[Exercise instructions]
• 1. Translate this sentence from the kite foiling account into Spanish: "Total water time now is about 4 hours."
• 2. Resume the kite foiling account from its last sentence, keeping the same first-person voice.

[Quoted passage]
The upwind ability is genuinely incredible. A friend who rides in light wind a lot came down with a 15m and door and couldn’t even get off the beach. As long as the kite will hang in the air and climb reliably you can sail really close to the wind, in complete silence.

Not noticing at the time but I got a bit of that spaghetti style seaweed stuck around the wing which was a strange draggy sensation resulting in a pretty good crash at speed.

My switch tack is still a bit weaker than my regular, so this allows me to get downwind nicely.

I return to the shore a hero and beach-goers whooped at me. My grin is huge. I am not so battered and bruised and very eager for more. Next job is to learn to turn the blighter I guess.

Total water time now is about 4 hours.

Session 2

I return to South Milton again the next morning, it’s changeover day so it’s pretty quiet. The wind is super light, maybe 6-8 knots and dropping. I rig my trusty light wind machine, a 16m JN MRF3 mono strut on longer 27m lines. This is a very stable light wind kite with quite a flat profile and weighs about as much as an average 9m. Luckily it will fly in a gnat’s fart and the long lines make for a progressive, smooth power stroke.

I had been strongly warned not to attempt to foil in lighter wind to start with, as it would end in total misery, but for me this wasn’t the case at all. The slowness and steady pull of a big kite helped me get everything lined up and once I rocked up on the board (this took a little more effort) I was off like a rocket. It was all silky smooth as I didn’t have yesterday’s devil chop to deal with. It gave me a lot more time to find the balance point and start to get a bit more control over the amount of lift available.

I got three or four runs going left on my natural side all the way across the bay, and then managed a couple of better efforts riding switch with the board on the water. Upwind was cracked finally, and I didn’t have to walk the thing back, which is nice as it’s a lot like carrying your own crucifix, Monty Python style.

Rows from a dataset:

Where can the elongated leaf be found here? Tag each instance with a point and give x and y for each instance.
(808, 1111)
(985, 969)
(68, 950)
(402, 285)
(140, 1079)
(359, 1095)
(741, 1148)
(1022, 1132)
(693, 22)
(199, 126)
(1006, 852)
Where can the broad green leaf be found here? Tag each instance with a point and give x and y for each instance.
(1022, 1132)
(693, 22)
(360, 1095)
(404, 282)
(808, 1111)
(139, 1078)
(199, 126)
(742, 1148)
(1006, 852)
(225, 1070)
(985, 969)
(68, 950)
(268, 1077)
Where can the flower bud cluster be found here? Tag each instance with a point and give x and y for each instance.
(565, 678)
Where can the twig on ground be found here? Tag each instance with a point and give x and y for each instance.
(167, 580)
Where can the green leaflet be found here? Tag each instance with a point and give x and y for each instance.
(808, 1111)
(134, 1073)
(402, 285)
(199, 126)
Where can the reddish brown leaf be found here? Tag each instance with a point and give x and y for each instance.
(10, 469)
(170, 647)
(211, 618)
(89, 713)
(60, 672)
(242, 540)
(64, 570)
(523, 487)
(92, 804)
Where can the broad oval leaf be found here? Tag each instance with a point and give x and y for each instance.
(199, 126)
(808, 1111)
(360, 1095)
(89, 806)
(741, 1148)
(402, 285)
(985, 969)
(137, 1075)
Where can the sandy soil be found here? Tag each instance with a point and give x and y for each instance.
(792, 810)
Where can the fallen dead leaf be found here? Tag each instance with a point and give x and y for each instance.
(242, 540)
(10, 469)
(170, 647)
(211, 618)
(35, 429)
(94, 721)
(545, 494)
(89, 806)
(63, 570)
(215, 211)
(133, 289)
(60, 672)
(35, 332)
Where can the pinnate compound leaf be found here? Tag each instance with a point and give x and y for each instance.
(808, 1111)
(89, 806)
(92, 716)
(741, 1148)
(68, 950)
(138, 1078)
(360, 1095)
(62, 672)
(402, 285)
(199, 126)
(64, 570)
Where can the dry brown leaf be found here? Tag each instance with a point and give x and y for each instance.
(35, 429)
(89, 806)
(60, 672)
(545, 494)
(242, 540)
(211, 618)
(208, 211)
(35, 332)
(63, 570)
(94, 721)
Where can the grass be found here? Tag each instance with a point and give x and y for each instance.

[Expected responses]
• 1. El tiempo total en el agua es ahora de unas 4 horas.

• 2.
Everything felt a lot more controlled, there was no flapping about manipulating the board in the water like the day before. As luck would have it, the wind then dropped completely and the kite would barely hang in the sky, so I sacked it off.

The wind forecast now looks total pony for a while which is a shame as it may slow the progression. The shorter masts should turn up relatively soon. I am tempted to try a more medium sized one, as I have a feeling it’s going to be a hell of a lot more practical whilst I am learning. Time will tell. Total time clocked up now is 2 1/2 hours.


There’s no denying I am quite late to the hydrofoil party, with racers adopting it two or three years ago after the whole Olympic debacle and the discipline gradually working it’s way into the main stream with the kite manufacturers over the last year. I’ve purposefully held off getting one, as I had an ACL replacement and I wanted that to feel rock solid. I was also waiting for the prices to drop a bit and for something robust but not overly heavy to come along.

The beaches in close proximity to me are not overly foil friendly, with shallow water and surf at Bantham, and close chop, pointy reef and loads of weed at South Milton. After having a look at some of the carbon foils, I was confident I would probably destroy my £2k pride and joy fairly rapidly.

The Slingshot DwarfcraftHover Glide NF2 appealed as it’s on the more reasonably priced side, is quite robust being a mixture of composite parts for the wing and aluminium for the mast. It has different mast heights which could help in shallower water. The wing parts are all quite modular and easily replaced. The marketing claims a less steep learning curve, starting with the shorter masts and working up to the full size.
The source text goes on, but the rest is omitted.